Stated goal 1
In the forum thread about the Nissan CVT, what warranty term did Nissan extend the transmission coverage to?
Stated goal 2
Name every distinct username that posts in the forum thread about the Nissan CVT.
Stated goal 3
Please retype the stretch of the forum thread about the Nissan CVT from "Even if there" through "the reprogramming done.".

Document passage
# Continuous variable transmission question



## billfishboy (Feb 29, 2012)

My transmission seems to lug a bit at slower speeds and RPMs, thus requiring either shifting down (with button) or more gas (accelerator). Are the CVTs programmable such that the ratios can be electronically re-set to be more responsive?


----------



## smj999smj (Jan 1, 2006)

Even if there is no illumination of the "MIL," you should still get it checked for stored transmission trouble codes. There were a couple of TSB's on the CVT trans in the Murano. One in specific, NTB05-084a, refers to a lack of power on take off with a stored code of P0868 and no MIL, applying to 03-07 Muranos. If the TSB applies, it requires replacement of the valve body and reprogram of the TCM. The downside of this is that if you are not covered by a warranty, the valve body is likely to be expensive and you would likely need to go to a Nissan dealer to get the reprogramming done.


----------



## SPEEDO (Jun 9, 2003)

I thought I read somewhere that Nissan extended the warranty on those trans... or am I thinking of something else?


----------



## smj999smj (Jan 1, 2006)

Yes, they did:

Nissan CVT Warranty Extension

Nissan has extended the Nissan New Vehicle Limited Warranty for the Continuously Variable Transmission (CVT) to 10 years/120,000 miles (whichever occurs first) for CVT transmission repairs, replacement, and related towing on all 2003-2010 model year Nissan vehicles equipped with the CVT. The remainder of the powertrain warranty coverage for components other than the CVT transmission remains unchanged. All other warranty terms, limitations and conditions otherwise apply.

Please note that this is not a safety recall, and there are no safety issues relating to your Continuously Variable Transmission.


----------

Supplied data
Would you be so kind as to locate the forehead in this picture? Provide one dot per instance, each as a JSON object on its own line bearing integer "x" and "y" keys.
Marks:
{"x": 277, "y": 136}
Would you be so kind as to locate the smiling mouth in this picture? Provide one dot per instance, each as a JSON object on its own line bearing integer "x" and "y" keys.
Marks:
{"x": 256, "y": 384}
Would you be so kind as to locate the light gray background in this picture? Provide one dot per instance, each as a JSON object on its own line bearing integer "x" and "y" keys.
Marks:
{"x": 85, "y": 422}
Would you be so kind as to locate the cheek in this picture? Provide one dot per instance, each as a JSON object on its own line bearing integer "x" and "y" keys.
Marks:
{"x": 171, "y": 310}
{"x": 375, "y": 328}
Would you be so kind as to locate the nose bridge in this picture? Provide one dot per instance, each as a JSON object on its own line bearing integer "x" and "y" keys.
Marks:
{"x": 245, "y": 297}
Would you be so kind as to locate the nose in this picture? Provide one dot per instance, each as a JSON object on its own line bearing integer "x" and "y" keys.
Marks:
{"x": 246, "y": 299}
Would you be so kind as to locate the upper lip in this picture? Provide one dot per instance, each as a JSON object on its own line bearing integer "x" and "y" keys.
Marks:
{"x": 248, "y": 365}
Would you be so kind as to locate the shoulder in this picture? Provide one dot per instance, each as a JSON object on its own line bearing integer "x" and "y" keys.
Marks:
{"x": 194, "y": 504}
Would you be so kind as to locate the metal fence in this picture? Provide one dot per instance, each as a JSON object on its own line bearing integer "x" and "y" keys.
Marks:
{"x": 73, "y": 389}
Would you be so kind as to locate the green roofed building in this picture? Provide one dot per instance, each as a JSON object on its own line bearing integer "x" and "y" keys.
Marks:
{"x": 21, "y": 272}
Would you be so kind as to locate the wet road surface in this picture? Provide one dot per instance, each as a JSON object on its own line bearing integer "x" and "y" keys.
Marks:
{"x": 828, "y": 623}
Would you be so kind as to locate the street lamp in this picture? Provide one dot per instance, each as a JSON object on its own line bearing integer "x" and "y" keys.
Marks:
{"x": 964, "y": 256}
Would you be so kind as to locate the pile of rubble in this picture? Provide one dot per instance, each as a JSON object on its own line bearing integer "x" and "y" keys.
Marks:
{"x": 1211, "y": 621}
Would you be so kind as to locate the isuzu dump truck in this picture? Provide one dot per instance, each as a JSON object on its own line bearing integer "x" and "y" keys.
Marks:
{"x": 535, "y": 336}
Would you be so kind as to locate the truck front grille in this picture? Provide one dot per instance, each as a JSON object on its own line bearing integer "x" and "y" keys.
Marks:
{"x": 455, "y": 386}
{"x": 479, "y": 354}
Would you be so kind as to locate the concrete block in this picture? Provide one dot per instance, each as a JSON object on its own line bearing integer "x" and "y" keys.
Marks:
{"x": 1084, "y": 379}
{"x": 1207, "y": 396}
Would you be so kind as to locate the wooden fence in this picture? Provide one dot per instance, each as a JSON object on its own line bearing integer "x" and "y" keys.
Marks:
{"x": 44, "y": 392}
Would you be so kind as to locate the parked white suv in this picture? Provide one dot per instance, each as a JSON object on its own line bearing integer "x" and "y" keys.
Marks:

Exercise response 1
10 years/120,000 miles, whichever occurs first.

Exercise response 2
billfishboy, smj999smj, SPEEDO

Exercise response 3
Even if there is no illumination of the "MIL," you should still get it checked for stored transmission trouble codes. There were a couple of TSB's on the CVT trans in the Murano. One in specific, NTB05-084a, refers to a lack of power on take off with a stored code of P0868 and no MIL, applying to 03-07 Muranos. If the TSB applies, it requires replacement of the valve body and reprogram of the TCM. The downside of this is that if you are not covered by a warranty, the valve body is likely to be expensive and you would likely need to go to a Nissan dealer to get the reprogramming done.